**** Exercise text

After spiraling into a squall of depression over the holidays I knew that, as someone who grew up watching my mother slowly die from doctors and hospitals, a pharmaceutical solution for my malaise was not an option.
Instead, I began examining my habits.
And I saw that a subtle cowardice had snuck into my morning routine.
I tout my spirituality to myself and others as my top priority in life.
Yet what was the first thing I did upon awakening? You got it:
Shortly after that revelation, I manifested this quote by Brandon Burchard in a documentary I was watching:
“I can tell if someone is trapped in conformity by looking at their first 60 minutes in the morning.
If you wake up, and you do what 86 percent of smart-phone owners do, you grab your phone, you look at it, you go into your social media, you go into your e-mail, you go into your texts, you go into your voice messages, you go to your games....
You’re starting your day in reaction.
Your mind is not directing the day.
You’re not planning. You’re not asking what you want.
Instead, the world is directing your attention and your day.”
I have since adopted the habit of meditating before checking my phone.
Buh-bye winter blues. Good morning fresh start.
What it all boils down to … how we start our day is how we live our life.
So if you're hoping, for example, to lose weight and keep it off ... to get a handle once and for all on your late-night bingeing ... to make friends with the wrinkly woman you see in the mirror ...
The quickest, easiest, and most efficient way there is to rebuke the juggernaut of automaton conformity and courageously commit the first hour of your day to you.

********
**** Supplied data

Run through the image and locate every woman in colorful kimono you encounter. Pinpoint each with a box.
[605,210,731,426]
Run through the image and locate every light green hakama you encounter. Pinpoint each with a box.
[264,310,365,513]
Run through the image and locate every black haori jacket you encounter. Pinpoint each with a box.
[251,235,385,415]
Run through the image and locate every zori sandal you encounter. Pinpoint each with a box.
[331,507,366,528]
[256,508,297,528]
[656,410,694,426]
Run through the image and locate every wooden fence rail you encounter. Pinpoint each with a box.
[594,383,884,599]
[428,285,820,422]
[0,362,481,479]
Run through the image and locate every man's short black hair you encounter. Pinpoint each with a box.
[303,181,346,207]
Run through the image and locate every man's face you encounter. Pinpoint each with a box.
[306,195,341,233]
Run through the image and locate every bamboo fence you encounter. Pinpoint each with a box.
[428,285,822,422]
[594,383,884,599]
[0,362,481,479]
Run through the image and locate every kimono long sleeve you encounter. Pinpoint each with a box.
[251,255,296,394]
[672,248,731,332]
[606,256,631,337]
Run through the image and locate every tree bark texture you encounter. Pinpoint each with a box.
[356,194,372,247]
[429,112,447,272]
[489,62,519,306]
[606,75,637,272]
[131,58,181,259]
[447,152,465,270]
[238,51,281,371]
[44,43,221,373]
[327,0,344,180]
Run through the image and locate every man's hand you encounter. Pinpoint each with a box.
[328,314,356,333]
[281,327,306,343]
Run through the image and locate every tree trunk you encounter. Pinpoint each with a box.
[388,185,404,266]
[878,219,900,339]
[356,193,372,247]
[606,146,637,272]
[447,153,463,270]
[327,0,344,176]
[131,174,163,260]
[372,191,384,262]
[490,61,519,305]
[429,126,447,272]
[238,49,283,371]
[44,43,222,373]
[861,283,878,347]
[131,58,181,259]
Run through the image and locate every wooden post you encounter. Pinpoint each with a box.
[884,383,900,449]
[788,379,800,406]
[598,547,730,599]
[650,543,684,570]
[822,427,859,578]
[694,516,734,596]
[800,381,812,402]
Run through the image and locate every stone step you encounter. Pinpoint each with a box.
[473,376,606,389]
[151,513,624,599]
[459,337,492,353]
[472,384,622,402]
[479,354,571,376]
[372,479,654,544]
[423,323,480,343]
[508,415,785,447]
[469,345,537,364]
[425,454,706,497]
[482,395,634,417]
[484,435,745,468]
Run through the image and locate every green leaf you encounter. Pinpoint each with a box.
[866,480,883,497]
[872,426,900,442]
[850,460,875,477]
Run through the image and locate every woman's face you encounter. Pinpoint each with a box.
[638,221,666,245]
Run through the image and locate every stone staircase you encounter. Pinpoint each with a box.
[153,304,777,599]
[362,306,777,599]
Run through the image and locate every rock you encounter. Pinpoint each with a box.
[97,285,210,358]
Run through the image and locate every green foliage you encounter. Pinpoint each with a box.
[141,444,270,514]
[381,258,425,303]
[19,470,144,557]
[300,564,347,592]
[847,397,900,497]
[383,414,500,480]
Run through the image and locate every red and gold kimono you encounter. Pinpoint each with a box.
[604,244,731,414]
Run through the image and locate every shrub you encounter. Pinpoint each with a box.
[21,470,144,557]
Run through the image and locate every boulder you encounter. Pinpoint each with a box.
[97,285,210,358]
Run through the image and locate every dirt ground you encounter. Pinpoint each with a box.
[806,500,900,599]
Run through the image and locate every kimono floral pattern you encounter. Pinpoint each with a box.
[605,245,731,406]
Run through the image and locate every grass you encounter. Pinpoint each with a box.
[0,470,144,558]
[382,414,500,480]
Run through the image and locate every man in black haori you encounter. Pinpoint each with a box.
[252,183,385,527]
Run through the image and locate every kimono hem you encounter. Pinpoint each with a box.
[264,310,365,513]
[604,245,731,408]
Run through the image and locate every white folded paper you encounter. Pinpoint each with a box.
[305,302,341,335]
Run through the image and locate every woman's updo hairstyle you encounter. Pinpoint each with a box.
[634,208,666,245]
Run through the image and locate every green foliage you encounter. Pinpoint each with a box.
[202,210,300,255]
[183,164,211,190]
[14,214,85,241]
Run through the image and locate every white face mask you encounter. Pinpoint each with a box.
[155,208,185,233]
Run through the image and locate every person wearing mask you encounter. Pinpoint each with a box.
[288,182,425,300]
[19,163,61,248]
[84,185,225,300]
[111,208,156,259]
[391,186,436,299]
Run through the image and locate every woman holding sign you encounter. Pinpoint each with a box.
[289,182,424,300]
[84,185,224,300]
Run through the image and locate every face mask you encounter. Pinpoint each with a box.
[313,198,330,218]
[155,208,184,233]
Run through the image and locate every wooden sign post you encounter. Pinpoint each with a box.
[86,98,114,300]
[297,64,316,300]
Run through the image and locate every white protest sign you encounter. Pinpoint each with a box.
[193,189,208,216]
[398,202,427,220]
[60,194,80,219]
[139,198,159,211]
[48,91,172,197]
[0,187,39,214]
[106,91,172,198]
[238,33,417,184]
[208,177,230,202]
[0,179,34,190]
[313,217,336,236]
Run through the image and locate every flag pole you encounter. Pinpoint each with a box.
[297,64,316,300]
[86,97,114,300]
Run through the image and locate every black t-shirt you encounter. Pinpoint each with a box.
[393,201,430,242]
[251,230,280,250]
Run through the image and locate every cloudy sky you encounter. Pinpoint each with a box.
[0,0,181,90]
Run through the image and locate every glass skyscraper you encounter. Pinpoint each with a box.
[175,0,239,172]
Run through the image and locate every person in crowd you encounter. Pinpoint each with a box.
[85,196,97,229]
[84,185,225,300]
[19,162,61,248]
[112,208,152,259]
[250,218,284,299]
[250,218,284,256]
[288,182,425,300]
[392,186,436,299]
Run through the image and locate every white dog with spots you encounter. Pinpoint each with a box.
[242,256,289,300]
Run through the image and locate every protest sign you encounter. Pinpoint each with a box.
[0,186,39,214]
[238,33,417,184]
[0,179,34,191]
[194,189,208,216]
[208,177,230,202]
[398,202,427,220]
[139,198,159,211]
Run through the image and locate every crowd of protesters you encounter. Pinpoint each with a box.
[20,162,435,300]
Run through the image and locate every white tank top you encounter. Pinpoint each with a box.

********

### Task item
From the text on morning routines, list every phone feature that the quoted passage says people go into or go to after grabbing their phone in the morning.

### Task output
- social media
- e-mail
- texts
- voice messages
- games